_OBJECTIVE_. Please identify every line in the records below that contains the string "window" and copy each of those lines. Case counts.

_Region annotation entries_.
>> BEGIN

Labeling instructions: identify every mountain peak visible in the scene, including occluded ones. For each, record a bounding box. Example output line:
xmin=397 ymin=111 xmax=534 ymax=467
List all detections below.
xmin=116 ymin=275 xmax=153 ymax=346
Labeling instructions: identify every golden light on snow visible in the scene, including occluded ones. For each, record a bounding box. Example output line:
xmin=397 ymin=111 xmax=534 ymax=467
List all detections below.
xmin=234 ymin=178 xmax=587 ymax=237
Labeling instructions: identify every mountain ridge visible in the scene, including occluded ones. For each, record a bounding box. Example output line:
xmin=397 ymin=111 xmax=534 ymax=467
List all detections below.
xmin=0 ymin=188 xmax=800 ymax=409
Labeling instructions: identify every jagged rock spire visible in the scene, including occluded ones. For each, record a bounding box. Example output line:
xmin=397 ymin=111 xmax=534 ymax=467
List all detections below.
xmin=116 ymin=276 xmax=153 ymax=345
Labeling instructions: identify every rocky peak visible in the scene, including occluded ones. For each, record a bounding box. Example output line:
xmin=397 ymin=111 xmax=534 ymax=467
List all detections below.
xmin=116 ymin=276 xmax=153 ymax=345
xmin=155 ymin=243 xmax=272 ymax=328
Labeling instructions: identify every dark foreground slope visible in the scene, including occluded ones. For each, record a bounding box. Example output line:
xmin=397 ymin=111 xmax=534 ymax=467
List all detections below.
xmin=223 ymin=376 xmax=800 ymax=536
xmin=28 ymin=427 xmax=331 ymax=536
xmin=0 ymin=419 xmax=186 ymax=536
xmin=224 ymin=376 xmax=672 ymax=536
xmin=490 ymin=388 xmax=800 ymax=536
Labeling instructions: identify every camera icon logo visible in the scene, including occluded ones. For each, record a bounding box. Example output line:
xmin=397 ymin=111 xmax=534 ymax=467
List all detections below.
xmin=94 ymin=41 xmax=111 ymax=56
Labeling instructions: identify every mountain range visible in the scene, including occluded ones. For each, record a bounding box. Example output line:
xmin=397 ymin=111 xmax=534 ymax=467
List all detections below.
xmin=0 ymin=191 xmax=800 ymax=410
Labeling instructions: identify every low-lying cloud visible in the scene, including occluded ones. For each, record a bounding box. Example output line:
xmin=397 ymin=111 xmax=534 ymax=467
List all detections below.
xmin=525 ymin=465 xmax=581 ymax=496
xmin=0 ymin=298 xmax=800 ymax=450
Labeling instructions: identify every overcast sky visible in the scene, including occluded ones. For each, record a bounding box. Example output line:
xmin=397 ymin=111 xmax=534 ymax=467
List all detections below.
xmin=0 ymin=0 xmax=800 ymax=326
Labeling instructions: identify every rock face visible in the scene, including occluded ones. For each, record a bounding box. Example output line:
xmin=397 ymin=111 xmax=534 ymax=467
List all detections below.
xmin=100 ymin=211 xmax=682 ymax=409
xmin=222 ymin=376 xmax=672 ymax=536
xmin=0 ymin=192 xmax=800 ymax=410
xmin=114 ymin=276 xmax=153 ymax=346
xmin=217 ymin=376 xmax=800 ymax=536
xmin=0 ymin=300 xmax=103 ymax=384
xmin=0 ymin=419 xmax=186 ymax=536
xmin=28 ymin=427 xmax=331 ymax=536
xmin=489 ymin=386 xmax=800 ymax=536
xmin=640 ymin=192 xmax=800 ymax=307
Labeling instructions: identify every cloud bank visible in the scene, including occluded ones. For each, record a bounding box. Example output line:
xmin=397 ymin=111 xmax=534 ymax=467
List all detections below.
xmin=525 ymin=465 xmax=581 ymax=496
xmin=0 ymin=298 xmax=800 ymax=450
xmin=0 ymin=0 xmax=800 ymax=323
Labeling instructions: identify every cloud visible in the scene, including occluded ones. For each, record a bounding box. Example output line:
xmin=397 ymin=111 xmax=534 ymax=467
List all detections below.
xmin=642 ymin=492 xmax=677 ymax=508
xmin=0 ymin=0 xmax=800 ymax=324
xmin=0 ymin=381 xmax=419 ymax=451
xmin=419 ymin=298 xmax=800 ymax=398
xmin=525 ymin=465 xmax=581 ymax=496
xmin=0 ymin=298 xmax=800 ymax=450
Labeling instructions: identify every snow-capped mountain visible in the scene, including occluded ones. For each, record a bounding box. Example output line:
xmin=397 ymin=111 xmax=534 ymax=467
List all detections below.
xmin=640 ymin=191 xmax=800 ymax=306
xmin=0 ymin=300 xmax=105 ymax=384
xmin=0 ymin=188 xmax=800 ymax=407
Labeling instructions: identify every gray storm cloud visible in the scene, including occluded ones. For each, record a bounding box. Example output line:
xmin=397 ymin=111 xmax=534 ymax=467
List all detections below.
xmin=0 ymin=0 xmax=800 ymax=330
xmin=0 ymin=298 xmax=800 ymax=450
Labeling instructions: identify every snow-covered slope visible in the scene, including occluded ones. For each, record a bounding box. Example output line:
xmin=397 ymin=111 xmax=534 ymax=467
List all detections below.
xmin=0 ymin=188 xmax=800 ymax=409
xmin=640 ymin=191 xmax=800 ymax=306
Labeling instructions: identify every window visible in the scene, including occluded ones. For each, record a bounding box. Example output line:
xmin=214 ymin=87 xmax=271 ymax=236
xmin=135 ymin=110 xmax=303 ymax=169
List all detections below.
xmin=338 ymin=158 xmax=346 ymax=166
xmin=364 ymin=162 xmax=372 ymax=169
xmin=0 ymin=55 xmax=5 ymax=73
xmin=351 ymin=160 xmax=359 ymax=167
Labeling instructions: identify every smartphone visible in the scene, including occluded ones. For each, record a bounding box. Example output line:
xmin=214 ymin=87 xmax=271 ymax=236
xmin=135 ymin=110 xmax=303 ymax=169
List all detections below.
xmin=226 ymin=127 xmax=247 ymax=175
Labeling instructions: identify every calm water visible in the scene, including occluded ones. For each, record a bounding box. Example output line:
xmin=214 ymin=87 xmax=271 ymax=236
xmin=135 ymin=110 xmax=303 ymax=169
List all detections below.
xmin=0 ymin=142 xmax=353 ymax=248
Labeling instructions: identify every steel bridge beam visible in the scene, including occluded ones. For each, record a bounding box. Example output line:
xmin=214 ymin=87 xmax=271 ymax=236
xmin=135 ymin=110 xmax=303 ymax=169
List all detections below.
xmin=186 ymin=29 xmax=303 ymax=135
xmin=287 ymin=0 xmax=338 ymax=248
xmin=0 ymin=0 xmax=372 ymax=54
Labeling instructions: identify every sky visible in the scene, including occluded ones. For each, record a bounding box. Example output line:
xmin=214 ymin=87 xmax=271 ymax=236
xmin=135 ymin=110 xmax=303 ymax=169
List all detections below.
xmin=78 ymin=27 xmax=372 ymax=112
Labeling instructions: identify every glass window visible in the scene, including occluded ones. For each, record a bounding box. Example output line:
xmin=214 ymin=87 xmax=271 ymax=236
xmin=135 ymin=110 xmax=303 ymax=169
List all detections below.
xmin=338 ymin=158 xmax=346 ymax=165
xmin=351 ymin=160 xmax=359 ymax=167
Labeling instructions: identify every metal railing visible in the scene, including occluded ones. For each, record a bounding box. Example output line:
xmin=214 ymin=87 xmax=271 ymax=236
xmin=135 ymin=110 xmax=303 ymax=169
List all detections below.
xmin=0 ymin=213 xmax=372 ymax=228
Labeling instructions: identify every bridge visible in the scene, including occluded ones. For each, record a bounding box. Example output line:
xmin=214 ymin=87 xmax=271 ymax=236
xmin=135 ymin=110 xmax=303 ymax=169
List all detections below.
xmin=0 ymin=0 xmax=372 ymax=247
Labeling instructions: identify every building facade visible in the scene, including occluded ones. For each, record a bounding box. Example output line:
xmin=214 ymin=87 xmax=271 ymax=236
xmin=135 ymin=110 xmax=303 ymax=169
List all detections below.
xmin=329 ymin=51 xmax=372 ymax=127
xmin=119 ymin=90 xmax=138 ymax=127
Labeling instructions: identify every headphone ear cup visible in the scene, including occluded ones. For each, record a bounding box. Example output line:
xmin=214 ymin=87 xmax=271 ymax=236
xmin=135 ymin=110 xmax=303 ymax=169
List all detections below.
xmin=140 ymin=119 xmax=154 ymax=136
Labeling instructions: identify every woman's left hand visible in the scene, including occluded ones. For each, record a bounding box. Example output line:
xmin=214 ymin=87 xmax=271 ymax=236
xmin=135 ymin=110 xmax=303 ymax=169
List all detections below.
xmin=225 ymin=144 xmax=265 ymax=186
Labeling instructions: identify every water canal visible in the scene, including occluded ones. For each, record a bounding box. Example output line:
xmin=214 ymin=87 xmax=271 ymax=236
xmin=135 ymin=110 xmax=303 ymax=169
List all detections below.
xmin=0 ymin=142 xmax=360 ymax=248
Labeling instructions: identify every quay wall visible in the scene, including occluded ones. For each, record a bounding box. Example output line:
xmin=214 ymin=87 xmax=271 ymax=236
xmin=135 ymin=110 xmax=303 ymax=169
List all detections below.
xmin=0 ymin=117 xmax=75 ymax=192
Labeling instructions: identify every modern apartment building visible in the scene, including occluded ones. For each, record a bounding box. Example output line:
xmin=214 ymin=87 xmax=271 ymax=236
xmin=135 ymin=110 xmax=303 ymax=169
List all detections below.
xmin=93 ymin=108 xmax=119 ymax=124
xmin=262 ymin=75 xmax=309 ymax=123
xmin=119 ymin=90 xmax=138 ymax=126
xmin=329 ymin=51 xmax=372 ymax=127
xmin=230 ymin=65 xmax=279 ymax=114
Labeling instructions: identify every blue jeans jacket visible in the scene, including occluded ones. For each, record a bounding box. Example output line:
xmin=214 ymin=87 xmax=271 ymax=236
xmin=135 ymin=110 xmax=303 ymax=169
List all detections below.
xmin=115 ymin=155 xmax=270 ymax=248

>> END

_EXERCISE SOLUTION_.
Labeling instructions: identify every window visible in the scene, including occluded ones. For each, record a bounding box. Example output line:
Labeling instructions: identify every glass window visible in the scene, including occluded ones. For each, record a bounding box. Example output line:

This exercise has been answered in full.